**Excerpted passage**
----

6th January 2025

Second Sunday of Christmas

Second Sunday of Christmas

A sermon by Edward Probert for the Second Sunday of Christmas

(Jeremiah 31.7-14; John 1.1-18)

The vast majority of our services contain two readings from the Christian holy scriptures. We are, as Muslims tend to put it, ‘people of the Book’ – our worship, our individual and common lives, are built around our sacred scriptures. As the Collect puts it, we ‘read, mark, learn, and inwardly digest them’ – at least in theory.

The most cursory glance at our holy scriptures – a look at the table of contents at the beginning – shows us one thing: they aren’t entirely ours. Eighty percent of these writings are inherited from the Jewish tradition, borrowed from and shared with our Jewish fellow-worshippers; only twenty percent of our texts are explicitly Christian.

If we have read, marked, learned and inwardly digested these Jewish scriptures, we may have gained not only a familiarity with some of the choice phrases in the texts, but also a sense of the sweep of the historical narrative they contain. Among its big themes are the covenant made between God and Abraham, that this childless man would become the father of a great people; that in due course that people were drawn into slavery in Egypt; that they were liberated by God at the hand of Moses; that at the hand of Joshua they gained the land of Canaan, and purged that land of its native people; that they became powerful, but then met disaster, and were oppressed and exiled. It is this period in the narrative that gave us prophecies like today’s from Jeremiah – focussed on the promise of return, a joyful hope in the faithfulness of God.

----

**Information supplied**
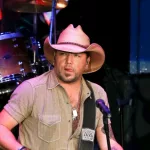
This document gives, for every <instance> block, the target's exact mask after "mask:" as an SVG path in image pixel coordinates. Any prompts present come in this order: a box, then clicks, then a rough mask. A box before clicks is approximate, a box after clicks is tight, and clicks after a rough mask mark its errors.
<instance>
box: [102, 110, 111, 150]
mask: <svg viewBox="0 0 150 150" xmlns="http://www.w3.org/2000/svg"><path fill="white" fill-rule="evenodd" d="M110 117H111V114H110V113H108V114H106V113H103V123H104V130H105V133H106V140H107V146H108V150H111V146H110V139H109V127H108V119H109V118H110Z"/></svg>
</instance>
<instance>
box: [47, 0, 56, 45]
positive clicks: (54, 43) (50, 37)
mask: <svg viewBox="0 0 150 150" xmlns="http://www.w3.org/2000/svg"><path fill="white" fill-rule="evenodd" d="M53 34H54V35H53ZM49 42H50V44H56V0H52V15H51V18H50V32H49Z"/></svg>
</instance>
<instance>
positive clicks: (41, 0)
mask: <svg viewBox="0 0 150 150" xmlns="http://www.w3.org/2000/svg"><path fill="white" fill-rule="evenodd" d="M52 1H53V0H11V1H10V0H5V4H4V5H5V7H6V8H9V9H11V10H13V11H15V12H22V13H42V12H48V11H51V9H52ZM67 5H68V0H57V5H56V9H63V8H65V7H66V6H67Z"/></svg>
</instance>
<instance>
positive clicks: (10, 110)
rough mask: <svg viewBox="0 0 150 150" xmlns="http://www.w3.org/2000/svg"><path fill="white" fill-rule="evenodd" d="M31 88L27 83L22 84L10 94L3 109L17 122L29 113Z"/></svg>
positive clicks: (29, 84) (18, 86)
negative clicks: (7, 112)
mask: <svg viewBox="0 0 150 150" xmlns="http://www.w3.org/2000/svg"><path fill="white" fill-rule="evenodd" d="M33 92H34V90H33V88H32V86H31V84H30V83H29V82H27V81H24V82H22V83H21V84H20V85H19V86H18V87H17V88H16V89H15V90H14V92H13V93H12V94H11V96H10V99H9V100H8V103H7V104H6V105H5V106H4V109H5V110H6V111H7V112H8V113H9V114H10V115H11V116H12V117H13V118H14V119H15V120H16V121H17V122H18V123H20V122H22V121H23V120H24V119H25V118H26V117H27V116H28V115H29V114H30V113H31V110H32V106H33V100H34V97H33V95H34V94H33Z"/></svg>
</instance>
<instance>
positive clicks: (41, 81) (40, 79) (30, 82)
mask: <svg viewBox="0 0 150 150" xmlns="http://www.w3.org/2000/svg"><path fill="white" fill-rule="evenodd" d="M50 73H51V71H47V72H45V73H43V74H41V75H38V76H36V77H33V78H30V79H27V80H24V82H26V83H29V84H30V85H31V86H32V87H37V86H40V85H43V84H46V83H47V80H48V77H49V74H50Z"/></svg>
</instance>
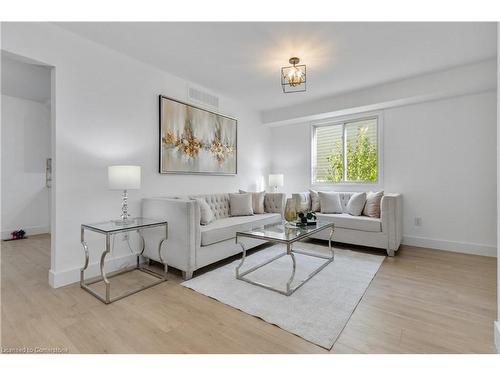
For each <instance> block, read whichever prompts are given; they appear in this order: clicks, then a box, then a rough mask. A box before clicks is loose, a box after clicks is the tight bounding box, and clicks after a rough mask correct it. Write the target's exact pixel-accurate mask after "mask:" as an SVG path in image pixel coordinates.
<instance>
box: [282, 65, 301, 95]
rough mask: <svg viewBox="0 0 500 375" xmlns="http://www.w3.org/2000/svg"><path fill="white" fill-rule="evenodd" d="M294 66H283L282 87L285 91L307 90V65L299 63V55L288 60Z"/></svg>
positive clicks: (297, 91)
mask: <svg viewBox="0 0 500 375" xmlns="http://www.w3.org/2000/svg"><path fill="white" fill-rule="evenodd" d="M288 61H289V62H290V64H292V66H285V67H283V68H281V87H283V92H284V93H290V92H303V91H306V66H305V65H297V64H298V63H299V62H300V59H299V58H298V57H292V58H291V59H290V60H288Z"/></svg>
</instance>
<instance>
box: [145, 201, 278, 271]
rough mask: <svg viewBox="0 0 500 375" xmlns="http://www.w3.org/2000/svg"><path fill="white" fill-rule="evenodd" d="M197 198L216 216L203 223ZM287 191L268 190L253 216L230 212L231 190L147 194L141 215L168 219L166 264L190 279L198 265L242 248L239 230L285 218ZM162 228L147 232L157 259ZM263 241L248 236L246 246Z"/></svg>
mask: <svg viewBox="0 0 500 375" xmlns="http://www.w3.org/2000/svg"><path fill="white" fill-rule="evenodd" d="M195 198H202V199H204V200H205V201H206V202H207V203H208V204H209V206H210V208H211V210H212V212H213V214H214V216H215V220H214V221H213V222H211V223H210V224H208V225H200V207H199V204H198V201H196V200H195ZM284 206H285V194H282V193H266V195H265V197H264V209H265V213H264V214H255V215H252V216H236V217H231V216H230V215H229V212H230V211H229V194H204V195H196V196H187V197H175V198H172V197H171V198H147V199H143V200H142V216H144V217H150V218H161V219H166V220H168V240H167V241H166V243H165V248H164V250H163V251H164V253H163V254H166V259H167V264H168V265H169V266H172V267H175V268H177V269H179V270H181V271H182V274H183V277H184V279H186V280H188V279H190V278H191V277H192V276H193V272H194V271H195V270H197V269H199V268H202V267H204V266H207V265H209V264H211V263H214V262H217V261H219V260H221V259H224V258H227V257H229V256H232V255H235V254H237V253H240V252H241V247H240V246H238V245H236V243H235V237H236V232H238V231H245V230H251V229H254V228H257V227H260V226H263V225H267V224H277V223H280V222H281V221H282V217H283V212H284ZM161 235H162V234H161V231H155V230H151V235H148V236H145V240H146V249H147V250H146V251H147V255H148V257H150V258H151V259H153V260H158V261H159V259H158V253H157V244H158V242H159V240H160V238H161ZM262 243H263V241H258V240H254V239H248V240H247V239H245V245H246V247H247V248H252V247H255V246H258V245H260V244H262Z"/></svg>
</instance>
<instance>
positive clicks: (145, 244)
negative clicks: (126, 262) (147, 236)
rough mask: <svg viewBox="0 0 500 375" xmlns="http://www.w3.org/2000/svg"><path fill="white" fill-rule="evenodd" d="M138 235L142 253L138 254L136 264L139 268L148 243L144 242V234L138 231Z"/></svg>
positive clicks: (144, 241)
mask: <svg viewBox="0 0 500 375" xmlns="http://www.w3.org/2000/svg"><path fill="white" fill-rule="evenodd" d="M137 234H138V235H139V237H140V239H141V251H139V252H138V253H137V264H136V267H137V268H139V266H140V260H141V256H142V254H143V253H144V250H145V249H146V241H145V240H144V236H143V235H142V233H141V231H140V230H139V229H138V230H137Z"/></svg>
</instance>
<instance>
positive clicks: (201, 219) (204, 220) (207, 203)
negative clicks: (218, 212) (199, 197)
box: [195, 198, 215, 225]
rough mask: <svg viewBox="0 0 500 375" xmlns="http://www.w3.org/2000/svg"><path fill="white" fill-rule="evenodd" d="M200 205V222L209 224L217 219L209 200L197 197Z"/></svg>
mask: <svg viewBox="0 0 500 375" xmlns="http://www.w3.org/2000/svg"><path fill="white" fill-rule="evenodd" d="M195 199H196V201H197V202H198V204H199V205H200V224H201V225H207V224H210V223H211V222H212V221H214V220H215V216H214V213H213V212H212V209H211V208H210V206H209V205H208V203H207V201H206V200H205V199H203V198H195Z"/></svg>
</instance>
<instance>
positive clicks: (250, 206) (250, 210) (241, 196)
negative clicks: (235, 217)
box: [229, 193, 253, 216]
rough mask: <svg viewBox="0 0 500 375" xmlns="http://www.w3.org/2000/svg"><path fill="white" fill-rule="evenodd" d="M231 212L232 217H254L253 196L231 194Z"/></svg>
mask: <svg viewBox="0 0 500 375" xmlns="http://www.w3.org/2000/svg"><path fill="white" fill-rule="evenodd" d="M229 212H230V214H231V216H249V215H253V209H252V194H250V193H245V194H229Z"/></svg>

----

**Exercises**
1. Render this sentence from the Second Sunday of Christmas sermon into Spanish: "Eighty percent of these writings are inherited from the Jewish tradition, borrowed from and shared with our Jewish fellow-worshippers; only twenty percent of our texts are explicitly Christian."
2. According to the Second Sunday of Christmas sermon, what was the focus of prophecies like the day's reading from Jeremiah?
3. Please resume the Second Sunday of Christmas sermon, picking up right after its last sentence above.

**Solved tasks**
1. El ochenta por ciento de estos escritos se ha heredado de la tradición judía, tomado prestado de nuestros hermanos judíos en el culto y compartido con ellos; solo el veinte por ciento de nuestros textos es explícitamente cristiano.

2. The promise of return, a joyful hope in the faithfulness of God.

3.
The thing about faith rooted in history is that history isn’t just past; it’s still being made. The story continues, even though there are no new prophecies or narrators to include these things among the 1,400 pages of our sacred scriptures. The exile didn’t end with Jeremiah; it continued for thousands of years; within living memory the oppression of God’s people reached new depths of depravity and misery; a new nation state for the people was formed; a new exodus and occupation of the promised land created new miseries, new collateral damage. We may hear and read our scriptures’ accounts of Amalekites and Jebusites being obstacles and enemies; but in the rest of our lives we hear of Palestinians living for generations in refugee camps, living in exile; having their properties appropriated and their hopes dashed. For 15 months now we have heard fresh waves of horrors from the tiny enclave of Gaza. If you need me to describe these after so long, there is probably little point in my doing so.

We all know these things – in this extended sweep of narrative we find ourselves in all parts of the story. We are at the beginning with God in Genesis; we’ve seen Roman oppression at the crucifixion under Pontius Pilate; we know the atrocities done to Jewish people in Europe over the centuries; we know how compromised the record of the Christian Church is; we know that our governments, our economy, and our military, are closely entwined with modern-day Israel; we know the enduring modern history of antagonism and violence in the names of both Palestine and Israel. If we speak out into this disaster we may legitimately be accused of self-righteous hypocrisy, of preaching from the sidelines, of denying both the wounds of history and the promises of God. And so we are silent.

We here have next-to-no agency in all this; but it’s our story. Our whole tradition is rooted in a creator of all, who saw that it was good. Whose presence could still be seen and heard in hopes which endure through oppression, destruction, and exile. Whose love is for all that he made, whose true light enlightens everyone.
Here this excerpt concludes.